* BEGIN Data shown *
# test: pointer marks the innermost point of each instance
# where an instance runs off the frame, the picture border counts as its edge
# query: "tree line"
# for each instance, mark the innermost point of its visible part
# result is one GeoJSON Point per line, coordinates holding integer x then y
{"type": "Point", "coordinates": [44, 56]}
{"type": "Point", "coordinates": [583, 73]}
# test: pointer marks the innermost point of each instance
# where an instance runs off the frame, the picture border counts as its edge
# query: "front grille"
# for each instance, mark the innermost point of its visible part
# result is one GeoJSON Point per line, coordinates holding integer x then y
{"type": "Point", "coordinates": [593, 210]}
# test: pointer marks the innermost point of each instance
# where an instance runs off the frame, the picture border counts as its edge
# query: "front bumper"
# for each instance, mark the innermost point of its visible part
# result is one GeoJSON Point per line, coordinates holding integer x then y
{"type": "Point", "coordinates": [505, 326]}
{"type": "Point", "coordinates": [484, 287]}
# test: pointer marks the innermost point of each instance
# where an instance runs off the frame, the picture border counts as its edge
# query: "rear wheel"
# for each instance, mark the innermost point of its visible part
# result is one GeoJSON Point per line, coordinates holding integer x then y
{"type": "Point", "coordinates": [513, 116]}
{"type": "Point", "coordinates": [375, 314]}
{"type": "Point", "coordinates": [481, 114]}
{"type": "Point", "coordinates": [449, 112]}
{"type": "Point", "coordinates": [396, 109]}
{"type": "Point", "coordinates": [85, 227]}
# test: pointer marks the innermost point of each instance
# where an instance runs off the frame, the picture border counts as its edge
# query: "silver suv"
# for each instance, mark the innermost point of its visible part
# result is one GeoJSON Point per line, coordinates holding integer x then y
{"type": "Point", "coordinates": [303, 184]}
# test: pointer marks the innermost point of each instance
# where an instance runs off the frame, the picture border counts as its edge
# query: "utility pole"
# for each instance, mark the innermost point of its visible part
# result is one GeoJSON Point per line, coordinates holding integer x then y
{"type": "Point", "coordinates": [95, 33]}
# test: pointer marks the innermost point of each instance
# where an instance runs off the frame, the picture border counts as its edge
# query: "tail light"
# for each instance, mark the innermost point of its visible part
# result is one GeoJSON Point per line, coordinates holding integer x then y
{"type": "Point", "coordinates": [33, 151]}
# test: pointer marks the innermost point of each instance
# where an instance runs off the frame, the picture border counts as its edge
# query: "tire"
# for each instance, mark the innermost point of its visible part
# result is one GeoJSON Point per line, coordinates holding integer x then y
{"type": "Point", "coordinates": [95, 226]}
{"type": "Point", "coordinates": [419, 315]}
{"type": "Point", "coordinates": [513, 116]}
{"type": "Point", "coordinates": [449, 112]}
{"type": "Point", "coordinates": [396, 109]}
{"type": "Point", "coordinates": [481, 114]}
* END Data shown *
Task objective: Each line above is to be repeated exactly.

Right answer:
# test: pointer marks the innermost point of each instance
# where an instance runs off the frame, the picture border counts as its edge
# query: "tree line"
# for each instance, mark the innermost point of its visible part
# result is one GeoJSON Point per line, coordinates holding integer x then y
{"type": "Point", "coordinates": [44, 56]}
{"type": "Point", "coordinates": [583, 73]}
# test: pointer marks the innermost point of each instance
# where an instance runs off the frame, the picture border counts as its edge
# query: "front grille"
# for each instance, mark the innermost point of its visible part
# result is one GeoJSON Point per line, coordinates holding integer x then y
{"type": "Point", "coordinates": [593, 210]}
# test: pointer marks the innermost point of each instance
# where an instance runs off the frame, the picture border counts as its edge
# query: "front bumper"
# for each instance, mark the innermost point of its visible part
# result is one GeoJSON Point per line, coordinates holding integer x then y
{"type": "Point", "coordinates": [505, 326]}
{"type": "Point", "coordinates": [484, 287]}
# test: pointer marks the innermost point of each instance
# where an instance runs off the frame, the picture border counts as its edge
# query: "rear wheel"
# for each instance, mark the innermost point of its visible part
# result is one GeoJSON Point per line, coordinates holding integer x then y
{"type": "Point", "coordinates": [513, 116]}
{"type": "Point", "coordinates": [375, 314]}
{"type": "Point", "coordinates": [481, 114]}
{"type": "Point", "coordinates": [449, 112]}
{"type": "Point", "coordinates": [396, 109]}
{"type": "Point", "coordinates": [85, 227]}
# test: pointer marks the innermost point of each instance
# where an instance runs off the frame, the picture border counts as its edge
# query: "silver suv"
# for each instance, mark the innermost point of its visible part
# result is one GeoJSON Point per line, coordinates holding integer x then y
{"type": "Point", "coordinates": [303, 184]}
# test: pointer marks the innermost point of each instance
# where an instance runs off the frame, the picture border counts as its edge
# query: "utility pole"
# for each instance, mark the innermost point of its visible part
# result is one GeoJSON Point per line, coordinates holding integer x then y
{"type": "Point", "coordinates": [95, 33]}
# test: pointer marks the innermost point of each instance
# where an instance runs off the frame, the picture border counts as its edge
# query: "tail light"
# for each instance, mark the innermost point of its visible part
# result is one GeoJSON Point per line, coordinates holding integer x then y
{"type": "Point", "coordinates": [33, 151]}
# test: pointer marks the innermost point of each instance
# where an instance runs off the frame, the picture border counts as its edge
# query: "tire"
# for each instance, mark the innermost point of its visible part
# result is one GeoJSON Point per line, coordinates holding integer x then y
{"type": "Point", "coordinates": [95, 226]}
{"type": "Point", "coordinates": [419, 315]}
{"type": "Point", "coordinates": [513, 116]}
{"type": "Point", "coordinates": [449, 112]}
{"type": "Point", "coordinates": [396, 109]}
{"type": "Point", "coordinates": [481, 114]}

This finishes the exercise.